(Stored data entries)
- - -
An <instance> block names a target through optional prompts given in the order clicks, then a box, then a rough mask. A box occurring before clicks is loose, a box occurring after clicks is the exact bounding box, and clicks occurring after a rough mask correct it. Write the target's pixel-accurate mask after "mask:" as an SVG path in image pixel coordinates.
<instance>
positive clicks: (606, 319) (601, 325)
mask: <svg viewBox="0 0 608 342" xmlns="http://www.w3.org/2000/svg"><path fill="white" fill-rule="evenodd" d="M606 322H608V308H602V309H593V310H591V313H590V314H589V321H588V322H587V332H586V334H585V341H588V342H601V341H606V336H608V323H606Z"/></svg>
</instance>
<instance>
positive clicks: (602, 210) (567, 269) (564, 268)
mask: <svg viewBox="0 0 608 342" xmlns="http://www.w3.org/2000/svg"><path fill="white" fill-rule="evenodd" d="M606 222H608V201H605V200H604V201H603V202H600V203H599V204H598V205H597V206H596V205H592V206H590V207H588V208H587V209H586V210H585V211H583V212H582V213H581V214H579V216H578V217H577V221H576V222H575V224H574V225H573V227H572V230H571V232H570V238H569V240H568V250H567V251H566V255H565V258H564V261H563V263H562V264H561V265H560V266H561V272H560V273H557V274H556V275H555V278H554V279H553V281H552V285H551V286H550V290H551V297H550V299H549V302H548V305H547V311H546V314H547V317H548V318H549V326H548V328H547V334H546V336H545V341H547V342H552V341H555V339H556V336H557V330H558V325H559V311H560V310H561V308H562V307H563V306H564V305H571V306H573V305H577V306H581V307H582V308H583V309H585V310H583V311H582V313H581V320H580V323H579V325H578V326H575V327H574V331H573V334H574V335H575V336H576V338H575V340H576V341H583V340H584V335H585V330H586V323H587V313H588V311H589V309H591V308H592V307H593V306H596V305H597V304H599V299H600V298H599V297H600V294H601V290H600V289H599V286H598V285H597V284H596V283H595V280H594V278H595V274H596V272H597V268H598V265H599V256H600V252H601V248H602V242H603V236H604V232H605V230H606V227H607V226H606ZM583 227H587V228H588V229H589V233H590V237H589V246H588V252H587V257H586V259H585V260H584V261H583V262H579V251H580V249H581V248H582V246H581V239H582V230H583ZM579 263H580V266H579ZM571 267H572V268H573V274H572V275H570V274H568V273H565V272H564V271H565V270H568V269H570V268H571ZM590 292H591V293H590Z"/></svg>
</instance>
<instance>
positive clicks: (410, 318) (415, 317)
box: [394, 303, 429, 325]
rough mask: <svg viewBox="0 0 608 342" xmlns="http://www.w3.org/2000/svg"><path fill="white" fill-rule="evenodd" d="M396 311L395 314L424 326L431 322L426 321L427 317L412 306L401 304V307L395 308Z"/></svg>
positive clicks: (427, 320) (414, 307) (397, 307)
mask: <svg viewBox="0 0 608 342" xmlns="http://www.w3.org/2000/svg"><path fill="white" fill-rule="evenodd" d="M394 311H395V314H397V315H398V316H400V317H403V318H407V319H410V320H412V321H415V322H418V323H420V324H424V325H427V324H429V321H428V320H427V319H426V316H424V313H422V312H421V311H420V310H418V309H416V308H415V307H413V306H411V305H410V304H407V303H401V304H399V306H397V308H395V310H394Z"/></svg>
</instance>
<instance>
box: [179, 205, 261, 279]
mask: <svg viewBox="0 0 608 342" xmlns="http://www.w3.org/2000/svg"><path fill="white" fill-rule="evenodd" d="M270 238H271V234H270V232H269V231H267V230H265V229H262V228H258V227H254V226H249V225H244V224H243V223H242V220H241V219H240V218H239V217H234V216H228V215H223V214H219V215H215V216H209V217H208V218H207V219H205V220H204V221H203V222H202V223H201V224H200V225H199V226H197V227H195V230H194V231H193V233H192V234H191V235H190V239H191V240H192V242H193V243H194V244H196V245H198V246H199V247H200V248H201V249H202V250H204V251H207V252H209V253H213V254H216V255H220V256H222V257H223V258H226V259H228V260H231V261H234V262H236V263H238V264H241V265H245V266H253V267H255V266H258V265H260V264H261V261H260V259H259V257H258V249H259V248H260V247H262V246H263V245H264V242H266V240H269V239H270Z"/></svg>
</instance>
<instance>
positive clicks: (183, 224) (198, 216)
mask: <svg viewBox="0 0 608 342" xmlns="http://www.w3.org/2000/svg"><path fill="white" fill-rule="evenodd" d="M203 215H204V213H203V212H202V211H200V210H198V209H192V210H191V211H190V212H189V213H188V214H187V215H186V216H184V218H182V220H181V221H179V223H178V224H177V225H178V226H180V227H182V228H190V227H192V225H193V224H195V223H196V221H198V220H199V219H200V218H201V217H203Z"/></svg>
- - -
=== ACTION ITEM ===
Return from the data every line that holds "rough".

=== ANSWER TO THE EXERCISE ===
An <instance> block names a target through optional prompts given in the order clicks, then a box, then a rough mask. A box occurring before clicks is loose, a box occurring after clicks is the exact bounding box, and clicks occurring after a rough mask correct it. Write the target's pixel-accurate mask after "mask:" as an SVG path in image pixel coordinates.
rough mask: <svg viewBox="0 0 608 342" xmlns="http://www.w3.org/2000/svg"><path fill="white" fill-rule="evenodd" d="M396 311L395 314L424 326L431 322L426 321L427 317L412 306L401 304V307L395 308Z"/></svg>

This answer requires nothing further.